◆ Extract to read ◆
- - - - -

Henri Jacquemard’s death resonated in the Gallé circle because he was the first among many to die, and these disappearances foretold significant changes when the peace would come back: Paul Perdrizet recognised as much, in the short speech he had Emile Lang deliver in his stead (being mobilised, he was unable to attend), as a eulogy for Ismaël Soriot’s funeral, on the 25th February 1915. Although Soriot had died from illness, the speech was the occasion to memorialise the nine Gallé workers killed at the enemy since August 1914, and Henri Jacquemard among them. Others would sadly follow.
Despite getting killed at 21, Henri Jacquemard left some glass artwork, according to Ladislas Harcos, with a mention of a paper weight with a butterfly-themed decor. This would suggest the same kind of Art Nouveau and Gallé inspired artwork his brother Gaston is also known for.

Gaston Jacquemard (Hennezel, 1892 - Nancy, 1948)
Gaston (short for Gaston Paul) was the second of the five children of Irénée Jacquemard, but the only one beside Henri to follow his father’s footsteps in the Gallé factory, also as an engraver. He served with distinction in the infantry during the First World War, being severely wounded in the 1914 Fall, as we’ve seen from the testimony of Hubert Roiseux: he was awarded both the Croix de guerre and the Médaille militaire for his service16. Fortunate enough to survive the conflict, he chose not to return to Gallé, but he left for Paris, where he spent two years (1919-1920) with an address on Alésia street, in the 14th Arrondissement – faraway from his father’s old neighbourhood. Ladislas Harcos, who provides this bit of information, makes the hypothesis that Gaston was following his father’s advice — perhaps to hone his engraving skills in a Parisian glass studio. It’s worth noting, although it probably is only a coincidence, that the famous stain-glass artist Jacques Gruber moved in Paris in 1920 where he opened his studio in the adjacent Villa d’Alésia. So, there were glassworkers and artists from Nancy in the neighbourhood.
According still to Harcos, Gaston Jacquemard came back in Nancy in 1921 (although the city census from that year registers him as “absent” in his father’s home where he was officially lodged). He was then recruited by Paul Nicolas, whom he knew well from before the war, when they were both employees of the Établissements Gallé. His decision not to go back to the Établissements Gallé mirrored his father’s, and it was probably because he felt, as an artist, a deeper connection with Paul Nicolas than with the mass production-oriented Gallé management led by Paul Perdrizet. Gaston Jacquemard remained a trusted collaborator and a friend of Nicolas throughout the 1920s and early 1930s: he was the last employee Nicolas had to let go, when he closed his studio in 1934, because of the economic crisis.

- - - - -

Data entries
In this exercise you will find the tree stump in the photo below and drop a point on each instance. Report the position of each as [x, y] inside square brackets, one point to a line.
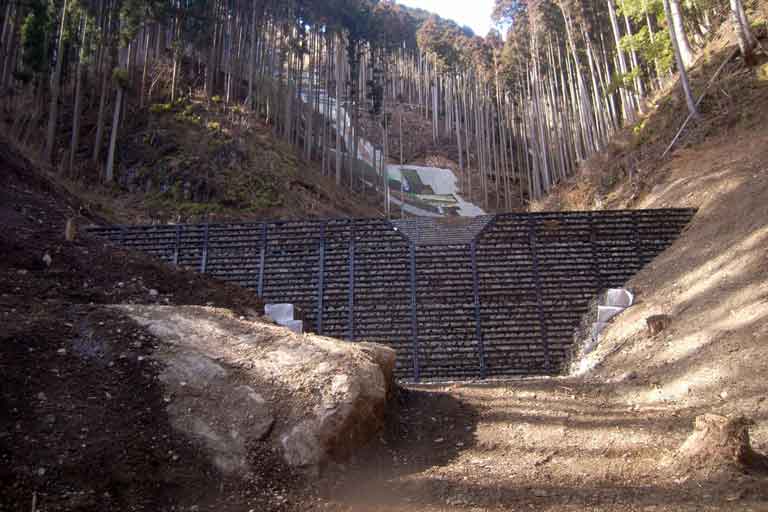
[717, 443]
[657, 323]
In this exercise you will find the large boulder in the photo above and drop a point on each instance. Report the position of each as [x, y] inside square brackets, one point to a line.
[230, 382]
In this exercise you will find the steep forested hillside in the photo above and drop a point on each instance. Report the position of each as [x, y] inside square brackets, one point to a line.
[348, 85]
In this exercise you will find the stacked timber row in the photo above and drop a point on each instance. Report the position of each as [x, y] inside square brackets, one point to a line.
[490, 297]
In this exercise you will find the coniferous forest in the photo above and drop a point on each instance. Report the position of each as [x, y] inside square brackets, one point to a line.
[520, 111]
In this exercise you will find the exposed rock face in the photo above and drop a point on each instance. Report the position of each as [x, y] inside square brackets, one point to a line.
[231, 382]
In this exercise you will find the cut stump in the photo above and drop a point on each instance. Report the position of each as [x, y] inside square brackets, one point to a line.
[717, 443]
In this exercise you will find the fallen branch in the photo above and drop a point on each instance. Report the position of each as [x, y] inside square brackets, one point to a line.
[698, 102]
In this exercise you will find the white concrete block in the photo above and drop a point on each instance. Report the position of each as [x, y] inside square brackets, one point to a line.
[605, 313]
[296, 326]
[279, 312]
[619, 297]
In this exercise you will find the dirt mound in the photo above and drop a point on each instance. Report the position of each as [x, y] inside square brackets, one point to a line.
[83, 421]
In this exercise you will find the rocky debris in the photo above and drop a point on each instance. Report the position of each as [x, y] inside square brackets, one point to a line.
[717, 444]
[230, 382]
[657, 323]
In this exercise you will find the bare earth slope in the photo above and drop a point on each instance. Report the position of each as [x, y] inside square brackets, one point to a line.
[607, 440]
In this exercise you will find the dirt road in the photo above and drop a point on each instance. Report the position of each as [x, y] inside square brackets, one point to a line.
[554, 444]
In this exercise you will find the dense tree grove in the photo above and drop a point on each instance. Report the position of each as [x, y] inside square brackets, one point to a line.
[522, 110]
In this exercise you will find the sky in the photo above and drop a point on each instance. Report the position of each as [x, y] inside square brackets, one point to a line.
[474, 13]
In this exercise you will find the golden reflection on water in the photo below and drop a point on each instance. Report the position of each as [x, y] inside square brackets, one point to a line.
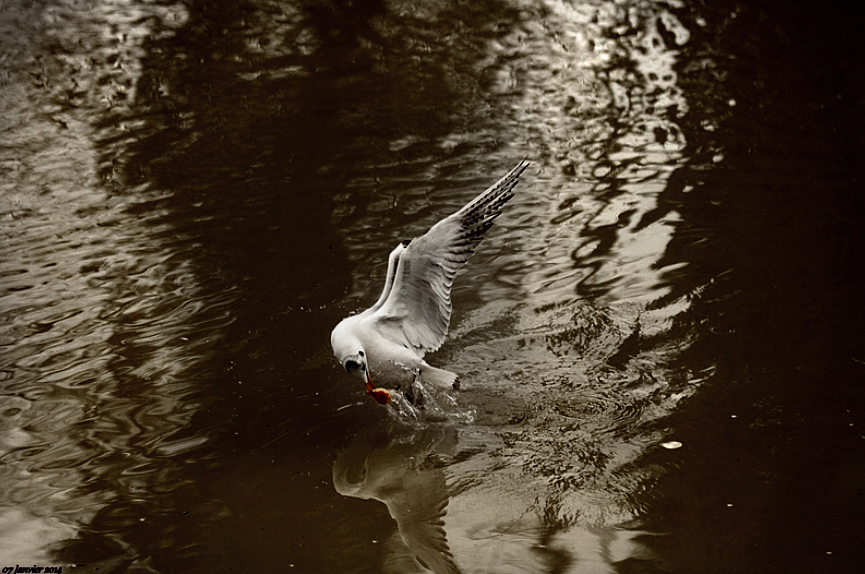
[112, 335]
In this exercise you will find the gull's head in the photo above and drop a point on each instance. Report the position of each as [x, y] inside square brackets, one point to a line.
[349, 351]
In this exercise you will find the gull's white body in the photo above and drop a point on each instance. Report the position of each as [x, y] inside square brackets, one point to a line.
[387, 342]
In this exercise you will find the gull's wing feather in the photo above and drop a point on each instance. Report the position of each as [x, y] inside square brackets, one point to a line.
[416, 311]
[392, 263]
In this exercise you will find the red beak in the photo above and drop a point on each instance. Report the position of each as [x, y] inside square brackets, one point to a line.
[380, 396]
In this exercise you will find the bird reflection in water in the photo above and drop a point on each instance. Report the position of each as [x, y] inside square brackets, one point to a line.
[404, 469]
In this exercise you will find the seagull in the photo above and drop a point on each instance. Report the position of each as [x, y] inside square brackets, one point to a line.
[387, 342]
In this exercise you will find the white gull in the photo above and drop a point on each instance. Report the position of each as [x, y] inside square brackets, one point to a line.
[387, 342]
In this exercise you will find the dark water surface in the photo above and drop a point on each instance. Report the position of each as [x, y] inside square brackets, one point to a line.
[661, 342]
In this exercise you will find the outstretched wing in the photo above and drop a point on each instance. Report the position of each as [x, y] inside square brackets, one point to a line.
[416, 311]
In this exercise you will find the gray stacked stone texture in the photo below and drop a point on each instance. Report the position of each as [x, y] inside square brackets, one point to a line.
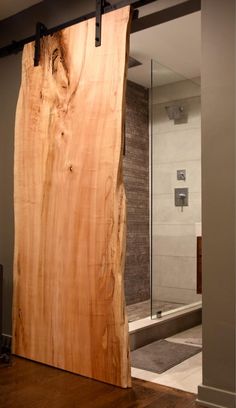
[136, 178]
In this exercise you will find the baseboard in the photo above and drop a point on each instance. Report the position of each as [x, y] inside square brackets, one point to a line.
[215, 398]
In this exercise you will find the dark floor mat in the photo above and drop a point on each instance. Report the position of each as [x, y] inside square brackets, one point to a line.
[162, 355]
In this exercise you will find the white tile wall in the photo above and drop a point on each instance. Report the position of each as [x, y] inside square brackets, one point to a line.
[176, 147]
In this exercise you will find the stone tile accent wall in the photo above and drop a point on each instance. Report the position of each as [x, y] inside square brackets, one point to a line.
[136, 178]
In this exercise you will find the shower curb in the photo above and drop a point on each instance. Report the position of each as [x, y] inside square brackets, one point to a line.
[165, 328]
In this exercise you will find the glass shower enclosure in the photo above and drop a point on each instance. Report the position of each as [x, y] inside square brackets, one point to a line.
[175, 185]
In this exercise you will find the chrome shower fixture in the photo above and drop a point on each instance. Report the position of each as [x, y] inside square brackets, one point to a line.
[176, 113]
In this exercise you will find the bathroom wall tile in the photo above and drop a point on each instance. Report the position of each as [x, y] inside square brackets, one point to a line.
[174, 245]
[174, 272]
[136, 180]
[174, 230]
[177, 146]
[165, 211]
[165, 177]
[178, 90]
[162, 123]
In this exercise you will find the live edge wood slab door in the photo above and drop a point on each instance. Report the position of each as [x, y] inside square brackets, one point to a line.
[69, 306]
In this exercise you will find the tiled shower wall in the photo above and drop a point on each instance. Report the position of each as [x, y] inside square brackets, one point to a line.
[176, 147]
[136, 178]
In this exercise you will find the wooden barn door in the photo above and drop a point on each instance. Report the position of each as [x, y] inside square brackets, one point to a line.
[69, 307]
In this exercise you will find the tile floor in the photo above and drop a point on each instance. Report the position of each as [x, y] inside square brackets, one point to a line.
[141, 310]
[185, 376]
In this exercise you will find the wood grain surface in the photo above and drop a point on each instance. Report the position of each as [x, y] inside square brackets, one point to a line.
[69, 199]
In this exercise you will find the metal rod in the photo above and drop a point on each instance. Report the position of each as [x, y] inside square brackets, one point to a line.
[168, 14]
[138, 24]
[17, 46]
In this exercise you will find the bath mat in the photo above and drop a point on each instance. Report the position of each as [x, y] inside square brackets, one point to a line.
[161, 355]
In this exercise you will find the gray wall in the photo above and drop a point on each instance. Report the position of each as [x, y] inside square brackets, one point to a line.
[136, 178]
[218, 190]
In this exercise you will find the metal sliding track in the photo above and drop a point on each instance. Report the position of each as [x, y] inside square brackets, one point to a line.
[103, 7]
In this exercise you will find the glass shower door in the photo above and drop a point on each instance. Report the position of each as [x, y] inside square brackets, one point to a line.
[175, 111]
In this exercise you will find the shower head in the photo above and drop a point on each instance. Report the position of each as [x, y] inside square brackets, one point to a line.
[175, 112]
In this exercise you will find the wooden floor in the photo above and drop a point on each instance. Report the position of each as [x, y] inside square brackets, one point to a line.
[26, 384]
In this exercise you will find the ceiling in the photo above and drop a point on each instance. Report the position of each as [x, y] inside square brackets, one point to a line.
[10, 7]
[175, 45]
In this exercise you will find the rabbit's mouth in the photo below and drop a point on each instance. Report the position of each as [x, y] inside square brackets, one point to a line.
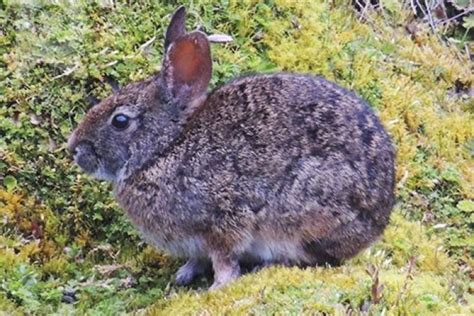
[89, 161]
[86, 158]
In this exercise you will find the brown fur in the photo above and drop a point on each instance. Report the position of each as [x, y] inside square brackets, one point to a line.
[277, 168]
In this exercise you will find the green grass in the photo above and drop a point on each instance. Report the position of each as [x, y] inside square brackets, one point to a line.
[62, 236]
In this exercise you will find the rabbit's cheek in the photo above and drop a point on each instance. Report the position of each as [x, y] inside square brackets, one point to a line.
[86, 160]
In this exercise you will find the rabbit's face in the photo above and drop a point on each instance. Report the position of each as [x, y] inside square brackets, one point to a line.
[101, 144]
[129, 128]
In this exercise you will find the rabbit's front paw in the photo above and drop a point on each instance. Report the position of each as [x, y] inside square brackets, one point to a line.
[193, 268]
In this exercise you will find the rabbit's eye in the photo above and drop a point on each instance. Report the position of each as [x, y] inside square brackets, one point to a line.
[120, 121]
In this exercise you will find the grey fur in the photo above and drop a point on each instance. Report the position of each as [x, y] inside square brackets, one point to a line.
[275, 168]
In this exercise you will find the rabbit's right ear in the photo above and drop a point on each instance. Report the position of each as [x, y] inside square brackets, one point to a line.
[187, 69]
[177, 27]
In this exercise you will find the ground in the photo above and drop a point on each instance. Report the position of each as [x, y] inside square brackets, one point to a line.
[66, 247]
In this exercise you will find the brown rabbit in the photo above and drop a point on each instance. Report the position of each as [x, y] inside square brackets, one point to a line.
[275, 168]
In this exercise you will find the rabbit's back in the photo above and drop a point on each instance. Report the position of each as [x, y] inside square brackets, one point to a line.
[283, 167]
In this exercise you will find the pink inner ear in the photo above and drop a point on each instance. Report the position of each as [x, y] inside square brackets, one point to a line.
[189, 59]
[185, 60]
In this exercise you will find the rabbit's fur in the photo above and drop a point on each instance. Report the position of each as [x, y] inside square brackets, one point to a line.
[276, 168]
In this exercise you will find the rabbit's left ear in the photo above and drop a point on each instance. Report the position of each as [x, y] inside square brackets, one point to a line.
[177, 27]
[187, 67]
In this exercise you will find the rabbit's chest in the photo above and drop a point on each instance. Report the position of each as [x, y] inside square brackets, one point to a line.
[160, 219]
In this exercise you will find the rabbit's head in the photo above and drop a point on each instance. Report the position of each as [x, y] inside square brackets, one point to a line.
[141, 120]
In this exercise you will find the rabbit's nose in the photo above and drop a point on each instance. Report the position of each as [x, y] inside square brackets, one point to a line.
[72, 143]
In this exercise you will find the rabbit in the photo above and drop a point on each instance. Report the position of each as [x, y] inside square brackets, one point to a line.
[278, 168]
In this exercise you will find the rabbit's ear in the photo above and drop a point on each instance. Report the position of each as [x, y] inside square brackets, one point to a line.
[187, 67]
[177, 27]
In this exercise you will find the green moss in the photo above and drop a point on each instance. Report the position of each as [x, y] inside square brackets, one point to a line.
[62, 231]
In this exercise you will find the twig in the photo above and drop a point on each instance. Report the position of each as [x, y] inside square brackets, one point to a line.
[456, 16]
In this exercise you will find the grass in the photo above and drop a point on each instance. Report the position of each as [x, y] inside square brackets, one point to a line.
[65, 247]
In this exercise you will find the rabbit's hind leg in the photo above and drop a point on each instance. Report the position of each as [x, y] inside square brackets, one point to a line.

- - - - -

◆ Required tasks ◆
1. Please answer these from the passage on the Jacquemard brothers:
(a) On what date was Ismaël Soriot's funeral held?
(b) On which street did Gaston Jacquemard have an address during his two years in Paris?
(c) In what year did Paul Nicolas close his studio?
2. Write the next part of the passage on the Jacquemard brothers, picking up after its final sentence.
The data plays no part in what follows.

◆ Results for each task ◆
1.
(a) The 25th February 1915.
(b) Alésia street, in the 14th Arrondissement.
(c) 1934.

2.
This narrative is corroborated by some archives from Paul Nicolas. One of his notebooks, kept in the Remiremont city archives, contains six pages filled in with lists of glass pieces given to Gaston Jacquemard to be decorated. The lists are detailed with the number of pieces, their decor, size, shape, and their price. The wage system and the work organisation in a cameo glass studio would warrant an article in their own – which Nicolas and Gallé archives make possible. So, without going into too much detail for now, this document confirms that Nicolas carried on for the most part in his glass studio the working structure he had known in the Établissements Gallé. Workers were paid by the piece and expected to deliver a quota of finished objects. An overview shows that over three months, in September-November 1926, Gaston Jacquemard decorated about 400 objects, mostly candy boxes, vases and lamp feet, with a dozen or so different patterns, Vine mostly, Clematis, Orchids, and other botanical themes, but also a “décor moderne” that must refer to some Art Deco style theme (on candy boxes). By the look of it — the number of pieces, the type of object and their shape –, he was therefore primarily working as a painter-decorator for making acid-etched cameo glass pieces, or perhaps as their polisher, but not as a wheel-carver. The price he was paid (presumably) as well as the sheer number of items make it impossible that these were wheel-carved. This underlines a point we’ve already made in examining the beginning of Paul Nicolas’ venture: despite his artistic aspirations, Nicolas’ studio was still a commercial business and his dependence on Saint-Louis to provide him the blanks he needed meant he had to reach a certain output.
The limited number of preserved documents pertaining to Jacquemard’s role in the Nicolas studio does not allow determining if he was a continuously full-time employee there, over the 1921-1934 period, or not. What’s clear from his signed artwork, on the other hand, is that he had some spare time that he could use in this manner. As Harcos points out, setting up one’s own little art glass studio is straightforward and relatively cheap, if one works exclusively with the cutting wheel, from glass blanks purchased elsewhere. This explains why so many big glasswork houses’ decorators could make their own pieces and dream of going fully independent. Gaston Jacquemard was following this template, buying blanks from the Cristallerie de Saint-Louis, and perhaps from other ones. The Saint-Louis link was of course the most straightforward one, since Paul Nicolas was under contract with them as well. Harcos claims, most probably from Jean Nicolas’ testimony, that Jacquemard even assisted to the glassmaking in Saint-Louis, telling the glassblower the shape and the colour scheme he desired for his creations. Again, he was following Paul Nicolas’ lead, with the difference that Nicolas was proficient with the glassblowing pipe and that, in the later stage of his studio’s existence, he was making his own blanks. So, it’s probably not a stretch to envision Paul Nicolas and Gaston Jacquemard going and working together in the Saint-Louis glass factory to get their blanks.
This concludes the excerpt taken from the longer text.